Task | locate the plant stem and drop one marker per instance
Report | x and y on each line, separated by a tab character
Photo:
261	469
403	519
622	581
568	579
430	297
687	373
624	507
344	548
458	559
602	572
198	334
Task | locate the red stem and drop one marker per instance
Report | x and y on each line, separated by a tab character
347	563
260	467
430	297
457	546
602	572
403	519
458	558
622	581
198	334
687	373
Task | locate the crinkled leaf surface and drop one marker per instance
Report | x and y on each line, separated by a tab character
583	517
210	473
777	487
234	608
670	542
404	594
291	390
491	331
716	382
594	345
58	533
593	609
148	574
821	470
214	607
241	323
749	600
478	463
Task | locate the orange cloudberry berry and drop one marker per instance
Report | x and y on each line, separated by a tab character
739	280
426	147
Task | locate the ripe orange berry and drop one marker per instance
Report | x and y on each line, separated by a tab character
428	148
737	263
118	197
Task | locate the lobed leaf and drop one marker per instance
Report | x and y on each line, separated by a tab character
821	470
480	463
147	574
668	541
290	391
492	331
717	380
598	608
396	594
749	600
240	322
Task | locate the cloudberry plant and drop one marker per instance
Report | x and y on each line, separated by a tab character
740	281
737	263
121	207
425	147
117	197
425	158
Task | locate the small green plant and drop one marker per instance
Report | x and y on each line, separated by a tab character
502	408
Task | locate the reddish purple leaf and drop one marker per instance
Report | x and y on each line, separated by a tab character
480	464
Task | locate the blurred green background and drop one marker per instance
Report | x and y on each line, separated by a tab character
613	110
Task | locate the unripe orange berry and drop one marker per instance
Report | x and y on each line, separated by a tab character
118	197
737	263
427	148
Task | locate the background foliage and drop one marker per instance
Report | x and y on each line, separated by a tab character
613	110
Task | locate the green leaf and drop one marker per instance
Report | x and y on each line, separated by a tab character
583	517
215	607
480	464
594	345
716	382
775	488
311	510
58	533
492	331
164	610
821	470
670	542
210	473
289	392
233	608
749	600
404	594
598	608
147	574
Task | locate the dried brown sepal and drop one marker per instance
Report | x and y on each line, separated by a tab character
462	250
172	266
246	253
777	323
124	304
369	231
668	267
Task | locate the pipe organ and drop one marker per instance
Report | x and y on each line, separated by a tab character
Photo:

::::::::::

> [What you need to do]
Can you write out every line of the listing above, character for character, without changing anything?

> [Response]
Task | locate the plant stem and drop one marker per instance
Report | x and y on each line, separated by a tab character
Photo:
261	469
403	519
622	581
568	579
430	297
687	373
624	507
344	548
458	559
602	572
198	334
Task | locate the red stem and drop one marker per instance
Report | x and y on each line, separated by a tab character
347	563
260	467
430	297
457	546
602	572
403	519
458	558
622	581
198	334
687	373
Task | locate the crinkled leaf surface and drop one marker per instance
Report | x and y on each line, separated by a tab character
583	517
210	473
777	487
234	608
670	542
404	594
291	390
491	331
716	382
594	345
58	533
593	609
148	574
821	470
214	607
241	323
749	600
478	463
Task | locate the orange cloudberry berry and drop one marker per instance
Report | x and y on each line, separated by a tab character
739	280
426	147
Task | locate the ripe orange berry and drop one marker per instance
Report | x and y on each line, separated by a tab character
428	148
737	263
118	197
Task | locate the lobed leaf and drop one marker per instance
Report | x and y on each line, separated by a tab character
821	470
480	463
147	574
668	541
290	391
492	331
717	380
598	608
396	594
749	600
240	322
Task | locate the cloudberry plant and drop one marker per instance
Report | x and y on each line, separated by a tab character
740	281
737	263
121	207
425	147
117	197
425	158
Task | locate the small green plant and drop one marker per instance
Report | x and y on each line, separated by a tab character
502	408
Task | locate the reddish purple leaf and drop one marker per instance
Report | x and y on each line, separated by a tab character
480	464
Task | locate the blurred green background and drop one marker per instance
Report | x and y on each line, separated by a tab character
613	110
Task | locate the unripe orange berry and drop one marker per instance
Report | x and y on each line, separated by a tab character
118	197
737	263
427	148
Task | locate the background foliage and drop one marker per instance
Report | x and y on each line, separated by a tab character
613	110
Task | locate the green leaf and drop one marker per instance
Report | x and y on each line, separated by a tab character
583	517
215	607
480	464
594	345
716	382
775	488
311	510
58	533
492	331
164	610
821	470
670	542
210	473
289	392
233	608
749	600
404	594
598	608
147	574
Task | locate the dried brown sepal and drop one marker per instance
Report | x and y on each line, separated by a tab character
462	250
172	266
246	253
777	323
124	304
369	231
668	267
Task | locate the pipe organ and drop one marker per instance
Report | x and y on each line, separated by a tab character
Photo:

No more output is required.